Remove byte order mark from objects in a list

Question

I am using Python (3.4, on Windows 7) to download a set of text files, and when I read (and write, after modifications) these files appear to have a few byte order marks (BOM) among the values that are retained, primarily UTF-8 BOM. Eventually I use each text file as a list (or a string) and I cannot seem to remove these BOM. So I ask whether it is possible to remove the BOM?

For more context, the text files were downloaded from a public ftp source where users upload their own documents, and thus the original encoding is highly variable and unknown to me. To allow the download to run without error, I specified encoding as UTF-8 (using latin-1 would give errors). So it's not a mystery to me that I have the BOM, and I don't think an up-front encoding/decoding solution is likely to be answer for me (Convert UTF-8 with BOM to UTF-8 with no BOM in Python) - it actually appears to make the frequency of other BOM increase.

When I modify the files after download, I use the following syntax:

with open(t, "w", encoding='utf-8') as outfile:
    with open(f, "r", encoding='utf-8') as infile:
        text = infile.read
        #Arguments to make modifications follow

Later on, after the "outfiles" are read in as a list I see that some words have the UTF-8 BOM, like \ufeff. I try to remove the BOM using the following list comprehension:

g = list_outfile    #Outfiles now stored as list
g = [i.replace(r'\ufeff','') for i in g]

While this argument will run, unfortunately the BOM remain when, for example, I print the list (I believe I would have a similar issue even if I tried to remove BOM from strings and not lists: How to remove this special character?). If I put a normal word (non-BOM) in the list comprehension, that word will be replaced.

#### Complete the following
[a] According to the byte order mark question, what version of Python and which operating system is the poster using?
[b] Retype part of the byte order mark question, starting with "g = list_outfile" and going on through "will be replaced.".
The records play no part in what follows and can be set aside.

#### Listed entries
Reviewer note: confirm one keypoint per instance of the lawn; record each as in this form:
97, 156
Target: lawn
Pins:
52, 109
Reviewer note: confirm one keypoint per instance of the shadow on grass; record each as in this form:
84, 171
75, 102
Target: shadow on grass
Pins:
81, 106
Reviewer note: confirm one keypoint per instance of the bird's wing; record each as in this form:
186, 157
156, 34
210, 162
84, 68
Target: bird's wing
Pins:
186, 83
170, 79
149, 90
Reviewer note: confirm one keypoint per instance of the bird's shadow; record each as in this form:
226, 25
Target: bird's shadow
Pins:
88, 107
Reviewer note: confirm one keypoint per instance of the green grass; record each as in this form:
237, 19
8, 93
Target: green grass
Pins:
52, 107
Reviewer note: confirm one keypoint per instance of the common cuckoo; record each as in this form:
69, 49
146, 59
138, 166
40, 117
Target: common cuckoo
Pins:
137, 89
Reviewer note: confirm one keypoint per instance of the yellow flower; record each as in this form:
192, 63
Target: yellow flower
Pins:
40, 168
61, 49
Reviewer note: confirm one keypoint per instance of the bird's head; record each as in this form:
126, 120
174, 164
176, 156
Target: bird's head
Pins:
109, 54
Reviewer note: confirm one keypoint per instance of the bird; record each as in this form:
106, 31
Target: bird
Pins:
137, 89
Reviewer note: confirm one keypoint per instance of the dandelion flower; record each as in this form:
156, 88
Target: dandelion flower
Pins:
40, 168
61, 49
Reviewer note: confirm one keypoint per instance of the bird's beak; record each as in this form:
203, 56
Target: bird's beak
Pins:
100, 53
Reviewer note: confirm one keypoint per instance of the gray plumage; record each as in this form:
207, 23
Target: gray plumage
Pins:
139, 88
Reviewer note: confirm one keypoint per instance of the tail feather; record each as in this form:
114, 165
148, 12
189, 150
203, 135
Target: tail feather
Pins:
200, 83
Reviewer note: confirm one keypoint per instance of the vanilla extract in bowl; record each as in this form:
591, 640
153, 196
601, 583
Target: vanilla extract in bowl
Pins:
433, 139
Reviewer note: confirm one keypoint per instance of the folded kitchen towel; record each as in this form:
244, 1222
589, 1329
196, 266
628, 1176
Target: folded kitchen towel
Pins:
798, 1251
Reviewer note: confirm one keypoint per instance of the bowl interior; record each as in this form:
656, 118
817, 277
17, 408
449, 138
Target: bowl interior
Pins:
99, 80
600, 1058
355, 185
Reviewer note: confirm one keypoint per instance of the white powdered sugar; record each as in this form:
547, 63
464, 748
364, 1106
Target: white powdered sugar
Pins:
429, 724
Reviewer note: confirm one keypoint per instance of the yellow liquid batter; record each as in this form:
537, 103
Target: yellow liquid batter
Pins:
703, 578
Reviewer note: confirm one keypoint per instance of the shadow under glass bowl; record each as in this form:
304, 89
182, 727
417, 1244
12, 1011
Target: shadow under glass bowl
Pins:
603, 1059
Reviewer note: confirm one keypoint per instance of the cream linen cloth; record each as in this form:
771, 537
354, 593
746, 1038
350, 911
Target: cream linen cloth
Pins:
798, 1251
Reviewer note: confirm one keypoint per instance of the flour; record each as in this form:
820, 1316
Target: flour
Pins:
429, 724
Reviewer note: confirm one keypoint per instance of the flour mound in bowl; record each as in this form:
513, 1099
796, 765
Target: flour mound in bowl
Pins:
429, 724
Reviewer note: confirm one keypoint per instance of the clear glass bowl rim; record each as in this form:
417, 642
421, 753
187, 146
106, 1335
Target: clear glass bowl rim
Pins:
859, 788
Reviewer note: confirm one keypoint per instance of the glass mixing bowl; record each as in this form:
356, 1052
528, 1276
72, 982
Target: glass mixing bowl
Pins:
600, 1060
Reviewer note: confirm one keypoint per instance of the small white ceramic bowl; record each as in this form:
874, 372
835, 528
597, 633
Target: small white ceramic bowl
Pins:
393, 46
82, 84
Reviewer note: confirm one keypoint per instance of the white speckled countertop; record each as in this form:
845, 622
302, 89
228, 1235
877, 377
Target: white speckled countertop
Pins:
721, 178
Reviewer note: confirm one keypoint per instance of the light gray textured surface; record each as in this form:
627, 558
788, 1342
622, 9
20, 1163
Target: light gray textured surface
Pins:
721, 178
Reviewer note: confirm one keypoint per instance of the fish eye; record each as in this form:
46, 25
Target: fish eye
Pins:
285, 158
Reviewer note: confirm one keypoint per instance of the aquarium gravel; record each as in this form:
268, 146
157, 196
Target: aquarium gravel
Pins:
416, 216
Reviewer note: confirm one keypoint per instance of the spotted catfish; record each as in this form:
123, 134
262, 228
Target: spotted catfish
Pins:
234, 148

#### Problem solutions
[a] Python 3.4 on Windows 7.

[b]
g = list_outfile    #Outfiles now stored as list
g = [i.replace(r'\ufeff','') for i in g]

While this argument will run, unfortunately the BOM remain when, for example, I print the list (I believe I would have a similar issue even if I tried to remove BOM from strings and not lists: How to remove this special character?). If I put a normal word (non-BOM) in the list comprehension, that word will be replaced.